Retype each record shown below, leaving every character as it is.
*** Data shown ***
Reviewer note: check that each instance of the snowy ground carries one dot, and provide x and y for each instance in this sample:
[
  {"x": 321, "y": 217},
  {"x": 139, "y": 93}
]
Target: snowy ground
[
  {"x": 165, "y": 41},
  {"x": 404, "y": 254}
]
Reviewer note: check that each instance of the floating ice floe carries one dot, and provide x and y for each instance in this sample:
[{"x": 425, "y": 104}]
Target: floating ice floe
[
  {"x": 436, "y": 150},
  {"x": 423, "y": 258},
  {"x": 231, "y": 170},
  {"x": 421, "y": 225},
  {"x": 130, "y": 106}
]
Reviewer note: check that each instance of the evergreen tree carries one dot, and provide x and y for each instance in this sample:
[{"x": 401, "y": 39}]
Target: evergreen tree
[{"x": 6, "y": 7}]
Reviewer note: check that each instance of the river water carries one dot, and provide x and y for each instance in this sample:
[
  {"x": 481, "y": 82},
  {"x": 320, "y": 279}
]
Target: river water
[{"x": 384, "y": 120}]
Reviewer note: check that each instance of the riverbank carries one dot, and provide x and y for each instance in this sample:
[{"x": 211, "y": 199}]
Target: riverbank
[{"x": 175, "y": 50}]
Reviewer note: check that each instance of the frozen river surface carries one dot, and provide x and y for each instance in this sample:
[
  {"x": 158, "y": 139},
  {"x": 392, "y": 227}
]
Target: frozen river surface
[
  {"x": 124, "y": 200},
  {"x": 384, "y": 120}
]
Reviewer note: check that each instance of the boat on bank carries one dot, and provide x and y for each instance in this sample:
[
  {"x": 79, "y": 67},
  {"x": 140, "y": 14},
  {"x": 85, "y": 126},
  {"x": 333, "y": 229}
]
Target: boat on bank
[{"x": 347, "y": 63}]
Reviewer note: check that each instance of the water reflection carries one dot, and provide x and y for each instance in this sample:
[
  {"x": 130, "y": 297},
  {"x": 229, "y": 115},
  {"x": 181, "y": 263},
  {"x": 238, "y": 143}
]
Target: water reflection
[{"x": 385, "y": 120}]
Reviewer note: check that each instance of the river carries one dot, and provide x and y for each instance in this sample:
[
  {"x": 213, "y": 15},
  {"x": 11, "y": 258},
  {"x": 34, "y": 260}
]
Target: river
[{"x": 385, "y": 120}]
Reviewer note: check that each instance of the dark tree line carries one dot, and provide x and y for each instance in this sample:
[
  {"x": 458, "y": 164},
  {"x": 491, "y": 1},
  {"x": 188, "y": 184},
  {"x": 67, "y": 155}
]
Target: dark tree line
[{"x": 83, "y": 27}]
***
Solution for this exercise.
Reviewer note: check that each instance of the snowy ground carries one dot, and provide x and y for each instance in this sample:
[
  {"x": 321, "y": 217},
  {"x": 139, "y": 93}
]
Target: snowy ground
[
  {"x": 165, "y": 41},
  {"x": 404, "y": 254}
]
Reviewer note: check that each instance of the floating ice floe carries one dot, and provide x and y for each instance in this sample:
[{"x": 425, "y": 104}]
Target: floating ice floe
[
  {"x": 436, "y": 150},
  {"x": 423, "y": 258},
  {"x": 231, "y": 170},
  {"x": 421, "y": 225},
  {"x": 130, "y": 106}
]
Reviewer note: check that each instance of the evergreen tree carries one dot, and provide x and y for each instance in this sample:
[{"x": 401, "y": 39}]
Target: evergreen tree
[{"x": 6, "y": 7}]
Reviewer note: check that each instance of the river water carries one dot, and provide x and y for each instance in this sample:
[
  {"x": 481, "y": 82},
  {"x": 320, "y": 279}
]
Target: river water
[{"x": 384, "y": 120}]
Reviewer note: check that each instance of the riverbank carries one dot, and provide x and y for each instance in this sample:
[{"x": 211, "y": 199}]
Target: riverbank
[{"x": 175, "y": 50}]
Reviewer note: check that each instance of the frozen river surface carries one dot, and provide x and y for each instance in this sample:
[
  {"x": 158, "y": 139},
  {"x": 392, "y": 227}
]
Target: frozen river surface
[
  {"x": 124, "y": 200},
  {"x": 384, "y": 120}
]
Reviewer note: check that each instance of the boat on bank carries one dot, and provide x and y for each instance in this sample:
[
  {"x": 79, "y": 67},
  {"x": 140, "y": 14},
  {"x": 85, "y": 126},
  {"x": 333, "y": 229}
]
Target: boat on bank
[{"x": 347, "y": 63}]
Reviewer note: check that each instance of the water reflection carries one dot, and provide x and y for each instance in this sample:
[
  {"x": 130, "y": 297},
  {"x": 229, "y": 115},
  {"x": 181, "y": 263},
  {"x": 238, "y": 143}
]
Target: water reflection
[{"x": 385, "y": 120}]
Reviewer note: check that each instance of the river carries one dot, and provide x and y for each instance in this sample:
[
  {"x": 213, "y": 15},
  {"x": 11, "y": 258},
  {"x": 34, "y": 260}
]
Target: river
[{"x": 385, "y": 120}]
Reviewer note: check that each instance of the dark tree line carries one dot, and provide x and y for each instance in this sample:
[
  {"x": 458, "y": 164},
  {"x": 491, "y": 1},
  {"x": 188, "y": 184},
  {"x": 67, "y": 155}
]
Target: dark tree line
[{"x": 83, "y": 27}]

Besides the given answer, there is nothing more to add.